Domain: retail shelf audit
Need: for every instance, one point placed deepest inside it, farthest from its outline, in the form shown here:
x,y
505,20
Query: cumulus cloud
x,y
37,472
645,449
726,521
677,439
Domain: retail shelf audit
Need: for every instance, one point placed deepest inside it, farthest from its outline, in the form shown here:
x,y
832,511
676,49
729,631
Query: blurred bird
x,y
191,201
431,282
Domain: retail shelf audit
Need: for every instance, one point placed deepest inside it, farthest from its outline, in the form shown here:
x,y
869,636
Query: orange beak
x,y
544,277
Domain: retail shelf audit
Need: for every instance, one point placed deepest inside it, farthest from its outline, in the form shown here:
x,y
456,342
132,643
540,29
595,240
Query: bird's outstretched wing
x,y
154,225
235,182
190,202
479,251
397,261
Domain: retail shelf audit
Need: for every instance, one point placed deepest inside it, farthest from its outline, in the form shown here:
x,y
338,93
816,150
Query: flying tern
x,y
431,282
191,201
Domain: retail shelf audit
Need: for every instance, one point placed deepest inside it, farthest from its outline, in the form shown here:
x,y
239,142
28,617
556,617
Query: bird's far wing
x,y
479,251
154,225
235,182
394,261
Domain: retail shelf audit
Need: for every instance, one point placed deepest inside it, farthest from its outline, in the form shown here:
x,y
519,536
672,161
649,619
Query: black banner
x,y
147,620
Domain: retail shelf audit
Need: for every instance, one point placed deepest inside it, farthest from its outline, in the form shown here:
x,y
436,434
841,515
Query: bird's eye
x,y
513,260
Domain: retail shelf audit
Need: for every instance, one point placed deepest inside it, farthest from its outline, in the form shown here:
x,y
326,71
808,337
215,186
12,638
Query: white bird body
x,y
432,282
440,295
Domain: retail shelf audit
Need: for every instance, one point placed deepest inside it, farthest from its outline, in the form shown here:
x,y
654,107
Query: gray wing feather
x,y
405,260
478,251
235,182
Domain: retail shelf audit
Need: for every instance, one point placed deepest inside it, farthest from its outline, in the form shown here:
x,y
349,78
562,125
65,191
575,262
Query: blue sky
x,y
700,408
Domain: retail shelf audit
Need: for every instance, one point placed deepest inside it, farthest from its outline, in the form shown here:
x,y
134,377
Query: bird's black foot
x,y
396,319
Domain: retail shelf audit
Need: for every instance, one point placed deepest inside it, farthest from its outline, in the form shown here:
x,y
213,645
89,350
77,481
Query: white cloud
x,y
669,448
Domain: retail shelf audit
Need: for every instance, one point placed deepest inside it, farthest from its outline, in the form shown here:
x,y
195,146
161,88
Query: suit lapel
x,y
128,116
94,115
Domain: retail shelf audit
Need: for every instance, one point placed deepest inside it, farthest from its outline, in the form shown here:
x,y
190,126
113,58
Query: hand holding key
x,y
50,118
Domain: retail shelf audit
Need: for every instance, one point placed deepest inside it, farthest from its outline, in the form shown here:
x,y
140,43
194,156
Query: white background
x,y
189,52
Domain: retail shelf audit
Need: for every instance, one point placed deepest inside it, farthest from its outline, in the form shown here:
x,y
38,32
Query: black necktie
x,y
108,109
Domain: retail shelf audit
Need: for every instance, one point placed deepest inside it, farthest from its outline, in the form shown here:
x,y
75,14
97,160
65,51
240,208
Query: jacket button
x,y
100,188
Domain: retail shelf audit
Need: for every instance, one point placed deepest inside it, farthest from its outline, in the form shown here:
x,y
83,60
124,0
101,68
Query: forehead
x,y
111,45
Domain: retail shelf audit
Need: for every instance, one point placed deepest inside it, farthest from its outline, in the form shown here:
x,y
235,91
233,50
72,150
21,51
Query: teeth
────────────────────
__Required action__.
Transcribe the material above in full, keeping each word unchanged.

__Result of this task__.
Domain: retail shelf audit
Need: for every instance, one point placed deepest inside it, farthest from its outline, in the form shown here:
x,y
505,20
Query: cumulus cloud
x,y
37,472
645,449
726,521
677,439
Domain: retail shelf audit
Need: for every instance, one point placed deepest inside it, farthest from its outline, in the form shown here:
x,y
832,511
676,49
729,631
Query: blurred bird
x,y
191,201
431,282
Domain: retail shelf audit
Need: for every instance, one point placed deepest inside it, farthest from its outline, in the form shown here:
x,y
869,636
Query: orange beak
x,y
544,277
Domain: retail shelf audit
Need: for every instance, one point placed deepest inside it, farthest from its outline, in the form shown here:
x,y
456,342
132,643
540,29
595,240
Query: bird's outstretched wing
x,y
154,225
235,182
190,202
479,251
397,261
Domain: retail shelf audit
Need: for every instance, one point placed deepest inside it, farthest from its outline, in the form shown here:
x,y
338,93
816,150
Query: flying tern
x,y
431,282
191,201
Domain: retail shelf audit
Need: for every instance, one point placed deepest inside it, farthest from its outline, in the form shown here:
x,y
239,142
28,617
556,617
Query: bird's far wing
x,y
479,251
154,225
235,182
394,261
Domain: retail shelf audit
Need: for every instance, one point placed deepest inside it, farthest from its outline, in the form shown here:
x,y
519,536
672,161
649,619
Query: black banner
x,y
147,620
Domain: retail shelf audit
Need: for every instance, one point placed deepest inside it, farthest from its outline, in the form shown here:
x,y
436,434
841,515
Query: bird's eye
x,y
513,260
Domain: retail shelf audit
Need: for every instance, one point placed deepest inside it, farthest from its outline, in the form shown here:
x,y
326,71
808,337
215,186
12,638
Query: white bird body
x,y
432,282
440,295
Domain: retail shelf audit
Need: for every instance, one point placed deepest inside it, farthest from its outline, in the form shown here:
x,y
654,107
Query: gray wing feather
x,y
405,260
478,251
235,182
Domain: retail shelf audit
Need: for every instance, one point placed deepest inside it, farthest from its outline, in the form shown here:
x,y
349,78
562,125
65,191
575,262
Query: blue sky
x,y
700,408
Domain: retail shelf audit
Need: for every instance, one point placed deepest inside it, farthest from its outline, in the form shown here:
x,y
134,377
Query: bird's black foot
x,y
396,319
Domain: retail shelf audit
Need: for every instance, one point placed deepest inside it, farthest from its outline, in the form shown here:
x,y
213,645
89,350
77,481
Query: white cloud
x,y
669,448
Domain: retail shelf audit
Need: for every instance, one point placed deepest inside it, farthest from its outline, in the form shown here:
x,y
195,146
161,88
Query: suit lapel
x,y
128,116
94,115
Domain: retail shelf audit
Need: for every instance, one point placed deepest inside it, farthest from its outline, in the form shown here:
x,y
190,126
113,58
Query: hand holding key
x,y
50,118
Domain: retail shelf audit
Need: for every instance, one point placed deepest inside it, farthest from its outline, in the form shown here:
x,y
140,43
194,156
Query: white background
x,y
189,52
Domain: retail shelf audit
Need: for every instance, one point placed deepest inside it, farthest from its outline, in the form shown here:
x,y
38,32
Query: black necktie
x,y
108,109
Domain: retail shelf audit
Need: for every instance, one point placed deepest inside it, farthest from its outline, in the form shown here:
x,y
75,14
97,160
65,51
240,208
Query: jacket button
x,y
100,188
Domain: retail shelf audit
Need: for every instance, one point placed deepest inside it, farthest from its outline, in the form shown here:
x,y
83,60
124,0
101,68
Query: forehead
x,y
111,45
Domain: retail shelf audit
Need: for every instance, one point placed deepest inside it, farthest from its outline, in the form shown here:
x,y
235,91
233,50
72,150
21,51
Query: teeth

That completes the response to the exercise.